__What you have to do__
Without the pictures, write out all the lines below exactly as they appear.

Begin Data to process

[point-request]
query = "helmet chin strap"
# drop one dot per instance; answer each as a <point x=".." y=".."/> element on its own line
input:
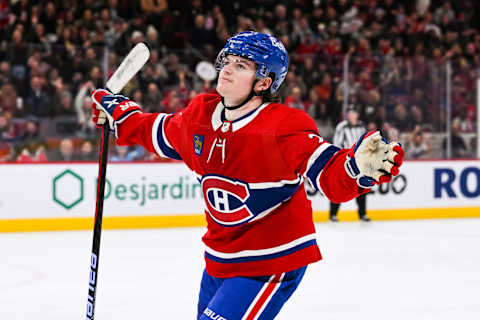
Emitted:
<point x="250" y="96"/>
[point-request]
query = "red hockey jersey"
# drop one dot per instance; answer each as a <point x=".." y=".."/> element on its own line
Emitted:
<point x="252" y="172"/>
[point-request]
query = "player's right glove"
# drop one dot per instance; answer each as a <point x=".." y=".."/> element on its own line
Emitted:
<point x="373" y="160"/>
<point x="113" y="108"/>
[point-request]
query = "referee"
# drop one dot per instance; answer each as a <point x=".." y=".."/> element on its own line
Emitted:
<point x="347" y="133"/>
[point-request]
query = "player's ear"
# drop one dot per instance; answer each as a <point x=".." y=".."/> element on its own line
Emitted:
<point x="263" y="84"/>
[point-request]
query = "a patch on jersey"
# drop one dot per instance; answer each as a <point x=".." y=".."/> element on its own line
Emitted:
<point x="198" y="144"/>
<point x="225" y="200"/>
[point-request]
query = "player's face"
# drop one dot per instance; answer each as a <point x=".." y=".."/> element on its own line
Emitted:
<point x="236" y="78"/>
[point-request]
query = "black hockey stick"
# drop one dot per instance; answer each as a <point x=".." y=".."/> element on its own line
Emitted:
<point x="132" y="63"/>
<point x="97" y="228"/>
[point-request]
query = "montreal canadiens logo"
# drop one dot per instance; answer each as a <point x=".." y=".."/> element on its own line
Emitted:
<point x="226" y="200"/>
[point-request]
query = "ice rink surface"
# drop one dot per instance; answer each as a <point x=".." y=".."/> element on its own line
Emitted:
<point x="416" y="270"/>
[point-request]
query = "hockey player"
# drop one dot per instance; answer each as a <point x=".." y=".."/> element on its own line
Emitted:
<point x="252" y="156"/>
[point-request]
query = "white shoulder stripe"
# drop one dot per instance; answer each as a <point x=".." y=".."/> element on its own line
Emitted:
<point x="154" y="135"/>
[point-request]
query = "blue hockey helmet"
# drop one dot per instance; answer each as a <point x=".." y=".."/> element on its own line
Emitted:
<point x="266" y="51"/>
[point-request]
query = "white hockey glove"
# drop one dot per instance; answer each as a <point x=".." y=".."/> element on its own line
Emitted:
<point x="114" y="108"/>
<point x="373" y="160"/>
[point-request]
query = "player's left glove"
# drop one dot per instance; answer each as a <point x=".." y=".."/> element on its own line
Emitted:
<point x="113" y="108"/>
<point x="373" y="160"/>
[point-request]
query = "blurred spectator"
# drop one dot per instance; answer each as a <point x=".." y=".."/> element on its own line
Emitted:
<point x="8" y="131"/>
<point x="39" y="155"/>
<point x="153" y="98"/>
<point x="31" y="130"/>
<point x="10" y="101"/>
<point x="459" y="147"/>
<point x="396" y="53"/>
<point x="65" y="151"/>
<point x="418" y="146"/>
<point x="294" y="100"/>
<point x="87" y="152"/>
<point x="38" y="102"/>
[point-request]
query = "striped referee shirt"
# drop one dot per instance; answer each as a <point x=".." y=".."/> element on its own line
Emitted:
<point x="347" y="134"/>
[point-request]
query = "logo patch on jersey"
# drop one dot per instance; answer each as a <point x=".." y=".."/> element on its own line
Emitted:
<point x="198" y="144"/>
<point x="226" y="200"/>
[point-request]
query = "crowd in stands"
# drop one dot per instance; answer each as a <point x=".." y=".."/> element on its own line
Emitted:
<point x="387" y="57"/>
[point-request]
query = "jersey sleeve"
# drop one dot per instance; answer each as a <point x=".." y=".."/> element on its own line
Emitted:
<point x="159" y="133"/>
<point x="150" y="130"/>
<point x="309" y="155"/>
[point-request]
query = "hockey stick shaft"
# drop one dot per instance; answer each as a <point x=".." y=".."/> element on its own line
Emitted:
<point x="132" y="63"/>
<point x="97" y="228"/>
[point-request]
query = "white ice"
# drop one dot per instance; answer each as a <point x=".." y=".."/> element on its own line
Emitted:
<point x="416" y="270"/>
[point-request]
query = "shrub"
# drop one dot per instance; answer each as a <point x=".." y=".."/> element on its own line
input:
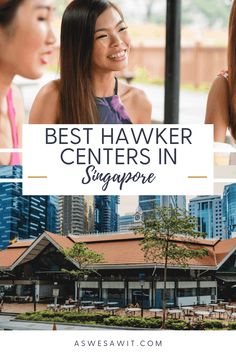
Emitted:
<point x="176" y="325"/>
<point x="135" y="322"/>
<point x="232" y="325"/>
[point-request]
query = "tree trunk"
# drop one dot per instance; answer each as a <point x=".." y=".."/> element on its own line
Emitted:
<point x="164" y="289"/>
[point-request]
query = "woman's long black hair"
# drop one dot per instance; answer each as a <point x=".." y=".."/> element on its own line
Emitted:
<point x="77" y="101"/>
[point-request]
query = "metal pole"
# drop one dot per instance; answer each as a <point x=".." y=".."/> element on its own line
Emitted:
<point x="141" y="300"/>
<point x="172" y="62"/>
<point x="34" y="295"/>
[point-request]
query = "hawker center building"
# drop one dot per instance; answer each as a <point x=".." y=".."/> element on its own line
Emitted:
<point x="32" y="268"/>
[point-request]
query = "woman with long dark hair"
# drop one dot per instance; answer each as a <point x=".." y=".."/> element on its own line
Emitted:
<point x="221" y="105"/>
<point x="94" y="46"/>
<point x="25" y="43"/>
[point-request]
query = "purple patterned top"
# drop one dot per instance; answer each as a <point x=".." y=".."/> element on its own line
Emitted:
<point x="111" y="110"/>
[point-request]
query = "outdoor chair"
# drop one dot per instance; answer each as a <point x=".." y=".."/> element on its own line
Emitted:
<point x="1" y="306"/>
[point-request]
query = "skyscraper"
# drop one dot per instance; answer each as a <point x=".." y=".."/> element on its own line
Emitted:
<point x="128" y="222"/>
<point x="72" y="214"/>
<point x="229" y="210"/>
<point x="106" y="213"/>
<point x="208" y="211"/>
<point x="23" y="217"/>
<point x="148" y="203"/>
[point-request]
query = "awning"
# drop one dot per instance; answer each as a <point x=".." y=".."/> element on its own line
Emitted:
<point x="172" y="62"/>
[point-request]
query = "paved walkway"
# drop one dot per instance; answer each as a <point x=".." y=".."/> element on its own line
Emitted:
<point x="7" y="322"/>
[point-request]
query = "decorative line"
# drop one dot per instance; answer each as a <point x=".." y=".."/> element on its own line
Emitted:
<point x="10" y="150"/>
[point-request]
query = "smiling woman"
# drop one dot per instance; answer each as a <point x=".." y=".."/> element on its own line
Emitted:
<point x="26" y="41"/>
<point x="95" y="46"/>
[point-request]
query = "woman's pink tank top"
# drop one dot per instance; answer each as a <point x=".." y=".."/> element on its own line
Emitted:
<point x="15" y="156"/>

End Data to process

__Solved problem__
[point-request]
query = "helmet chin strap"
# drop one dot per instance; answer each as a <point x=".." y=".."/> element on its own line
input:
Emitted:
<point x="250" y="96"/>
[point-request]
query = "red hockey jersey"
# drop one dot per instance; answer each as a <point x=".." y=".."/> element on its own line
Emitted:
<point x="252" y="172"/>
[point-request]
query = "player's right glove"
# drop one dot per instance; answer each as a <point x=".." y=".."/> element on its own line
Emitted:
<point x="373" y="160"/>
<point x="113" y="108"/>
[point-request]
query = "referee"
# drop one dot per instance; answer each as a <point x=".." y=".."/> element on its own line
Emitted:
<point x="347" y="133"/>
[point-request]
query = "player's ear"
# drop one dot per instance; answer each as a <point x=".." y=".."/> element on its own line
Emitted:
<point x="263" y="84"/>
[point-request]
query = "a patch on jersey"
# drop one dot per instance; answer each as a <point x=".." y=".."/> element on its own line
Emitted:
<point x="198" y="144"/>
<point x="225" y="200"/>
[point-request]
query = "player's face"
# drop one dot per instance; answer each as a <point x=".." y=".."/> element on its own line
Emitted:
<point x="236" y="78"/>
[point-request]
query = "black hockey stick"
# drop one dot per instance; answer each as a <point x=".." y=".."/> element on its own line
Emitted:
<point x="132" y="63"/>
<point x="97" y="228"/>
[point-request]
query = "montreal canadiens logo"
# drop one dot per instance; answer each as a <point x=".." y=".."/> element on its own line
Emitted:
<point x="226" y="200"/>
[point-request]
query = "ice rink surface"
# drop one dot per instance; answer each as a <point x=".." y=".."/> element on its own line
Emitted:
<point x="416" y="270"/>
[point-request]
query = "hockey player"
# drop one dot per instance; answer each as a <point x=".." y=".."/> element on its own line
Emitted:
<point x="252" y="156"/>
[point-request]
query = "white shoulder stripe"
# drop one dot per instance; answer each as a <point x=".." y=".."/> element on its own line
Emitted:
<point x="154" y="135"/>
[point-request]
query = "blue hockey helmet"
# drop one dot per instance; answer each as a <point x=".." y=".."/> element on its own line
Emitted:
<point x="266" y="51"/>
[point-request]
query = "white hockey glove"
# drop one dot per instance; answer each as a <point x=".." y=".."/> element on its own line
Emitted:
<point x="114" y="108"/>
<point x="373" y="160"/>
[point-request]
query = "player's left glove"
# drop one dot per instance; answer each as a <point x=".." y=".."/> element on its own line
Emitted:
<point x="113" y="108"/>
<point x="373" y="160"/>
[point-request]
query = "blurred spectator"
# drop one dot per instance; answer each as a <point x=".." y=".."/> element on its own line
Emitted:
<point x="8" y="131"/>
<point x="39" y="155"/>
<point x="153" y="98"/>
<point x="31" y="130"/>
<point x="10" y="101"/>
<point x="459" y="147"/>
<point x="396" y="53"/>
<point x="65" y="151"/>
<point x="418" y="146"/>
<point x="294" y="100"/>
<point x="87" y="152"/>
<point x="38" y="102"/>
[point-request]
query = "striped referee shirt"
# drop one dot per instance; answer each as a <point x=".." y=".."/> element on its own line
Emitted:
<point x="347" y="134"/>
[point-request]
query = "logo patch on jersey"
# drop one dot per instance; answer each as a <point x=".." y=".."/> element on its own line
Emitted:
<point x="198" y="144"/>
<point x="226" y="200"/>
[point-request]
query = "crowd in stands"
# drop one dot per instance; answer each as a <point x=".." y=".."/> element on its own line
Emitted:
<point x="387" y="57"/>
[point-request]
query = "jersey sleeve"
# drop one dot per instance; answer each as a <point x=".." y=".."/> element on its own line
Emitted:
<point x="159" y="133"/>
<point x="150" y="130"/>
<point x="309" y="155"/>
[point-request]
query = "hockey stick shaft"
# drop one dot per instance; answer each as a <point x=".." y=".."/> element on its own line
Emitted:
<point x="132" y="63"/>
<point x="97" y="228"/>
[point-request]
query = "white ice"
# drop one dot per instance; answer each as a <point x=".." y=".."/> element on its own line
Emitted:
<point x="416" y="270"/>
[point-request]
query = "shrub"
# drop one dot per instance; answer each as a <point x=".." y=".."/> element on its own line
input:
Emitted:
<point x="176" y="325"/>
<point x="135" y="322"/>
<point x="232" y="325"/>
[point-request]
query = "tree trunk"
# drop one dot per instance; answer each as a <point x=".." y=".."/> element on its own line
Emitted:
<point x="164" y="289"/>
[point-request]
query = "woman's long black hair"
# drop one dot per instance; answer each as a <point x=".." y=".."/> element on its own line
Emitted:
<point x="77" y="101"/>
[point-request]
query = "metal pole"
# drop one dot per instance; answer each as a <point x=".." y=".."/> element on its own line
Emitted:
<point x="141" y="300"/>
<point x="172" y="62"/>
<point x="34" y="295"/>
[point-request]
query = "hawker center building"
# drop one dot per instance; answer each as a <point x=".." y=".."/> element on its own line
Emitted:
<point x="32" y="268"/>
[point-request]
query = "woman with long dark hair"
# drop one dot per instance; answer each as a <point x=".." y=".."/> element on its own line
Emitted:
<point x="221" y="105"/>
<point x="94" y="46"/>
<point x="25" y="43"/>
[point-request]
query = "purple patterned top"
# drop one dot per instance; answer each as a <point x=".." y=".."/> element on its own line
Emitted:
<point x="111" y="110"/>
[point-request]
query = "outdoor chair"
# drop one dot per instance; answer each as a <point x=".." y=".."/> element on its own line
Emitted:
<point x="1" y="306"/>
[point-request]
query = "skyscraper"
# drop one dot per instance; answer each as a <point x=".." y=".."/> element on its own line
Emitted:
<point x="128" y="222"/>
<point x="72" y="214"/>
<point x="229" y="210"/>
<point x="106" y="213"/>
<point x="208" y="211"/>
<point x="23" y="217"/>
<point x="148" y="203"/>
[point-request]
query = "awning"
# drop one dot per instance; answer each as a <point x=".." y=".."/> element on its own line
Emitted:
<point x="172" y="62"/>
[point-request]
query = "paved walkway"
# drop one dot per instance; answer each as a <point x=".." y=".."/> element on its own line
Emitted:
<point x="7" y="322"/>
[point-request]
query = "decorative line"
# drop one dot per instance; answer each as a <point x=".." y=".."/> element on its own line
Emitted:
<point x="10" y="150"/>
[point-request]
query = "smiling woman"
# drop one dot per instance; answer each as a <point x=".." y=".."/> element on its own line
Emitted:
<point x="26" y="41"/>
<point x="95" y="46"/>
[point-request]
query = "woman's pink tank top"
# drop one dot per instance; answer each as a <point x=".." y=".."/> element on its own line
Emitted:
<point x="15" y="156"/>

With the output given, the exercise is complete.